===== Records supplied
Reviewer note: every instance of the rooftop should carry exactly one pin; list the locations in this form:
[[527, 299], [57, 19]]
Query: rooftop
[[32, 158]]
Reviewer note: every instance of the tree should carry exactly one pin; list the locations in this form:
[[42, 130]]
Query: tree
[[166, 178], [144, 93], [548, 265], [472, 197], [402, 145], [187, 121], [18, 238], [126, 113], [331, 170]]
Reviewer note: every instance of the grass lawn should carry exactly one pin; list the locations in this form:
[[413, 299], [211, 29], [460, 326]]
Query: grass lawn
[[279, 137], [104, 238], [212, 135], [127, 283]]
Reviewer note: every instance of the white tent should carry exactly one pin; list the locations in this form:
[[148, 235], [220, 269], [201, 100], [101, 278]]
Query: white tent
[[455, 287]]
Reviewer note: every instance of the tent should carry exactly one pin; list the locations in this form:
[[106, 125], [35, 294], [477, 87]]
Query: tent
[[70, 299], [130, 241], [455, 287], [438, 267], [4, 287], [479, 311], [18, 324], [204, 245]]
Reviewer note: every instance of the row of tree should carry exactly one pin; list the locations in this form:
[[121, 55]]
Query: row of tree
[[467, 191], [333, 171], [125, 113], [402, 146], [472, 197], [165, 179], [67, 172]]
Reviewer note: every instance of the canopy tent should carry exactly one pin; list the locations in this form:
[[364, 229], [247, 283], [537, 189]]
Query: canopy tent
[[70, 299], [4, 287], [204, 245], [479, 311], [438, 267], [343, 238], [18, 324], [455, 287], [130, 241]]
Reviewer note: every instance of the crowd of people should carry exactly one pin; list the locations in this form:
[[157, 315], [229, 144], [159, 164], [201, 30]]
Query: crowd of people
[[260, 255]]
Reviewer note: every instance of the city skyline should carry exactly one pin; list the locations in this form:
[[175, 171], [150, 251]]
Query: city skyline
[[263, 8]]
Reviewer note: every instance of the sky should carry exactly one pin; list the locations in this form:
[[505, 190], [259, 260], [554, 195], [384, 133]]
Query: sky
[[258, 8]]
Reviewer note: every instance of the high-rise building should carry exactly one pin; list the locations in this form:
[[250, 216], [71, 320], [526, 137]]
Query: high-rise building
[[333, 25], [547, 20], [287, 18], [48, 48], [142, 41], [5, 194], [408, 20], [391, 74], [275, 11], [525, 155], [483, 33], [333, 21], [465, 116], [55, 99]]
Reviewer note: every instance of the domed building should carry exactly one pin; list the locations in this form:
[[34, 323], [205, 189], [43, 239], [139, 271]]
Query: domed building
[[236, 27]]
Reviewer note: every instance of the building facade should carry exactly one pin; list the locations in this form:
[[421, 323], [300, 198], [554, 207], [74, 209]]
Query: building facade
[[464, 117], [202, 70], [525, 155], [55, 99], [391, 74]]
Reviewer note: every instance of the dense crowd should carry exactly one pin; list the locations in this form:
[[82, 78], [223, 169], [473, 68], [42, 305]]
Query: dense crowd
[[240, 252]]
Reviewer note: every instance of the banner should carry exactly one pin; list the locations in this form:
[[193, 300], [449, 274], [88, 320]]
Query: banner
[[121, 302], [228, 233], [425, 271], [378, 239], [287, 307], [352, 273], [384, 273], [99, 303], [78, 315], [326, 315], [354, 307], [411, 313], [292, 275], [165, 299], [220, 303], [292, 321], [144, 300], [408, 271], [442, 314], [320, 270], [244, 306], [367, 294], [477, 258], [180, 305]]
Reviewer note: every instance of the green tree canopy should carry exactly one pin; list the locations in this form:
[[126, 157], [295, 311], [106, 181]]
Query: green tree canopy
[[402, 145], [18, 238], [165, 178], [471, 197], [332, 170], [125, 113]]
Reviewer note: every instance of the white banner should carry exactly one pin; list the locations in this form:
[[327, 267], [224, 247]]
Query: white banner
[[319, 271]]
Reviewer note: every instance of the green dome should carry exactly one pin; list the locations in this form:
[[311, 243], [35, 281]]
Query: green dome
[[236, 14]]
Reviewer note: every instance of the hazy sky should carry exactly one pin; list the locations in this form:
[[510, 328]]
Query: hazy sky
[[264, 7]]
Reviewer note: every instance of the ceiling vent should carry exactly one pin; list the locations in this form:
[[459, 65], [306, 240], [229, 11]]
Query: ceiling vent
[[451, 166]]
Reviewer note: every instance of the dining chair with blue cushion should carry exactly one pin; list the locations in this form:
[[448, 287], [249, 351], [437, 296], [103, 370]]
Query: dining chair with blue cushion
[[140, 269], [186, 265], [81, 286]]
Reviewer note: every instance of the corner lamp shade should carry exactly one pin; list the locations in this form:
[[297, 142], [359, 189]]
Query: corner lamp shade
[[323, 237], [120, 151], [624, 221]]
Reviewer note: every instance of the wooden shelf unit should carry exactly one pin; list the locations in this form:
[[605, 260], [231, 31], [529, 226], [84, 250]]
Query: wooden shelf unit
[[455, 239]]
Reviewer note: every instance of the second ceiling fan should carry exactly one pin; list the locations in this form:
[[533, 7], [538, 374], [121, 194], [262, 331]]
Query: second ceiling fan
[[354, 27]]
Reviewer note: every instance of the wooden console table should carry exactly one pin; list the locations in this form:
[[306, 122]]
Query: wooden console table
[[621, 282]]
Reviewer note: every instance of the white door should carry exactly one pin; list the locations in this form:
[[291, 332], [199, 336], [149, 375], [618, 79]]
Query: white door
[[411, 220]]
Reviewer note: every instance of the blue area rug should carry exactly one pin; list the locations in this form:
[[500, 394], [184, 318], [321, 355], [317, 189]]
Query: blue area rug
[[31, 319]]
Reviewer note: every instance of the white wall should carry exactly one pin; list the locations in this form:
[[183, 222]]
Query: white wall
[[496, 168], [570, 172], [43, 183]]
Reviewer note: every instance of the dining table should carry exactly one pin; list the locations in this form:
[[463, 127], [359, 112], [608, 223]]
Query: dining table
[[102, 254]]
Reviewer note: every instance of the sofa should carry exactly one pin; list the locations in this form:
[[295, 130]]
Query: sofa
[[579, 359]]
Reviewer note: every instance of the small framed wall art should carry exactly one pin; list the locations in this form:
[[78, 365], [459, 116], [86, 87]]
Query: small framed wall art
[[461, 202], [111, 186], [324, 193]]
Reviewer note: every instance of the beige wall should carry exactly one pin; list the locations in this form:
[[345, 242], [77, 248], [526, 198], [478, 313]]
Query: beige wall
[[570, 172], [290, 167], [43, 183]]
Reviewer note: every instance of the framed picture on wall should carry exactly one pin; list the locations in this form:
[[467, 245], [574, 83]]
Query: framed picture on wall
==========
#### Short task:
Reproduce every line of the records from the one containing "Reviewer note: every instance of the tree" through the one containing "[[455, 287]]", requests included. Offset each coordinate in the answers by adding 89 to it, and leave the numbers in the requests and their format samples as they are.

#### Exercise response:
Reviewer note: every instance of the tree should carry exactly one pin; list the locations in this form:
[[42, 130]]
Query: tree
[[255, 267], [233, 182], [637, 354], [561, 286], [491, 234], [276, 210], [107, 327], [215, 202], [420, 259]]
Reviewer note: every instance of the grass lawn should carry exactly one pin; list the locations in this form:
[[413, 299], [211, 29], [460, 326]]
Query: grass lawn
[[368, 226], [193, 327], [301, 224], [216, 372]]
Reviewer note: every instance of the white tent should carry exactly one pin; list the locations in this form:
[[148, 235], [220, 269], [201, 100], [101, 278]]
Query: white tent
[[544, 376]]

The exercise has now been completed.